Your task: Return each line of the data below verbatim; pictures are to be left out.

[Source material — start]

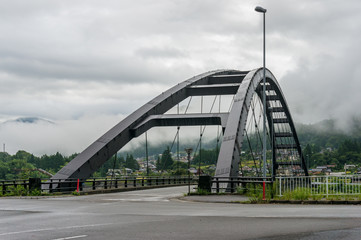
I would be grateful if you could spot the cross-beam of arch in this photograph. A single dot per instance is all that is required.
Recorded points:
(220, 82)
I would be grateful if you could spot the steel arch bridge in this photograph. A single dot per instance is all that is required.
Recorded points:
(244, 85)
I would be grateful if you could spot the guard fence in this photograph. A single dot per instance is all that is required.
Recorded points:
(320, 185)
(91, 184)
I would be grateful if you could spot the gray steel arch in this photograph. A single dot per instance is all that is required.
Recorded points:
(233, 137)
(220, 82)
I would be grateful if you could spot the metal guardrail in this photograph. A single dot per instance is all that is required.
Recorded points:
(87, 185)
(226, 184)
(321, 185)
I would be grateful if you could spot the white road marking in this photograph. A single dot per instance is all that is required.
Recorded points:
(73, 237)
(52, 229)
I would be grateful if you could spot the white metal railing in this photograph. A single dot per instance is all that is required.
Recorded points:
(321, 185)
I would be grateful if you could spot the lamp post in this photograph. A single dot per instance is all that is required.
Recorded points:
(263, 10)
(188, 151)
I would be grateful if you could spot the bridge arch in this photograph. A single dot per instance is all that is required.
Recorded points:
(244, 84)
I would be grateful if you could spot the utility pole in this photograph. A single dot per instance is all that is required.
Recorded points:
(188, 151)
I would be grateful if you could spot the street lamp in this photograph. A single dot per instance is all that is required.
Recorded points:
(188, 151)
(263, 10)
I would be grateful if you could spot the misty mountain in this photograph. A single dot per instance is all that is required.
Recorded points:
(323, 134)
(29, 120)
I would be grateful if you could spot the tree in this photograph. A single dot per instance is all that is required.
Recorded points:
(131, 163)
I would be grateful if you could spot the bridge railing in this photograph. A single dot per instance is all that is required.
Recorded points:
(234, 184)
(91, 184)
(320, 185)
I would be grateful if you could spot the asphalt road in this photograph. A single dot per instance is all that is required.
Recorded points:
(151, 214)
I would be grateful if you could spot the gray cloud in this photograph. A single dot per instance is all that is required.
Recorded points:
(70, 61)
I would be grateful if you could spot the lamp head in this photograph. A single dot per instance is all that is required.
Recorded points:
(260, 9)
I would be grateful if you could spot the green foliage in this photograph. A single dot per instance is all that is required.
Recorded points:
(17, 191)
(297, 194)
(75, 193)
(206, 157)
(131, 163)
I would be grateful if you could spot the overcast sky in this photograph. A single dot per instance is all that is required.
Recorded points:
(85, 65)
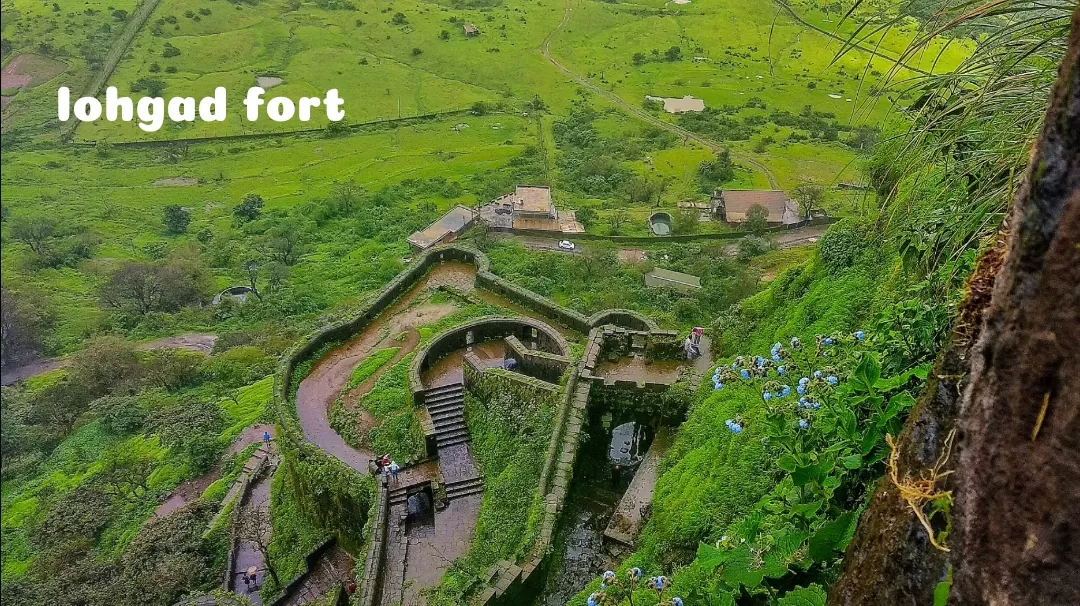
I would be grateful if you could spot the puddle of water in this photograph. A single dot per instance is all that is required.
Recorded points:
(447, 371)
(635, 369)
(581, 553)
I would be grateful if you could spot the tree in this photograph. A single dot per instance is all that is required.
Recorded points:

[Source material — finish]

Solution for this task:
I would be grateful if you could spot the cross-beam of arch in this photograph. A single dot per instance is all that is required.
Recorded points:
(220, 82)
I would be grateful if you could spot the steel arch bridge in this photograph. A single dot per instance is all that is required.
Recorded points:
(244, 85)
I would be grateful if you could spot the guard fence in this photograph. A single dot per instance is all that is required.
Recorded points:
(320, 185)
(91, 184)
I would be grateful if you could spot the gray steel arch in this photograph. A single dot per instance is all that is required.
Recorded points:
(233, 137)
(220, 82)
I would be grateful if you could spot the metal guardrail in this photograph. A single dot per instance is all that is required.
Recorded points:
(87, 185)
(226, 184)
(321, 185)
I would be grateful if you could spot the white road marking in this photograph. A single dot per instance is all that is required.
Recorded points:
(73, 237)
(52, 229)
I would be grateful if you could spot the white metal railing in this photograph. A single dot per instance is all that is required.
Recorded points:
(321, 185)
I would be grateful if you could spot the lamp post in this photograph. A single dot per instance is all that is required.
Recorded points:
(263, 10)
(188, 151)
I would be grateful if you could spot the bridge arch in this photograph. A single dot per instance is all that is required.
Recorded points:
(244, 84)
I would be grateful if you could spot the utility pole in this photograph. A single dot per instance is all that is required.
Recorded points:
(188, 151)
I would be grateful if you could spot the street lamp in this photograph. A single dot per instance is all that is required.
Recorded points:
(188, 151)
(263, 10)
I would be grateful if you could spot the misty mountain in this photograph. A single dot per instance is all that is required.
Recorded points:
(323, 134)
(29, 120)
I would be grateful if you could spot the tree in this photograph. A single dot per instance is all that is required.
Recorded points:
(131, 163)
I would be grateful if you could spot the bridge railing in this photograph. A single dot per instance is all that is required.
Recorded points:
(234, 184)
(91, 184)
(320, 185)
I would be grateful if you could spot the asphalt road in this photograph. A single dot per instance is all that is required.
Recorded points:
(151, 214)
I would be grateful if you could spot the gray cloud in this photograph. A single dot per instance is all that is required.
Recorded points:
(70, 61)
I would be grateful if you could spot the lamp head in this photograph. A single dot per instance is all that is required.
Recorded points:
(260, 9)
I would be grateful if you could spot the green foliage in this photograph. A single dot per instance is all that is required.
Recorded points:
(17, 191)
(297, 194)
(75, 193)
(206, 157)
(131, 163)
I would be grateful if you could spot the overcast sky in this photograph. A single dot per instance is all that is required.
Recorded points:
(85, 65)
I would be grateful if you could spot the puddle of water in this photograph. A single dot per instance is all that is required.
Recorded points:
(447, 371)
(635, 369)
(581, 553)
I would be grateful if you could spot the tree in this photograph. A single dot per instance is all that is required.
Recorded points:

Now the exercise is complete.